◆ WORK ORDER
Transcribe the entire listing exactly.

◆ RECORDED DATA
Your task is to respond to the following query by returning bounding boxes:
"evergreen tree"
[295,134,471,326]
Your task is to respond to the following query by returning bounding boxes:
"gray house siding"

◆ ANSWER
Your task is to respond to the following query by returning bounding boxes:
"evergreen tree"
[295,134,471,326]
Your task is to respond to the following query by returning bounding boxes:
"gray house siding"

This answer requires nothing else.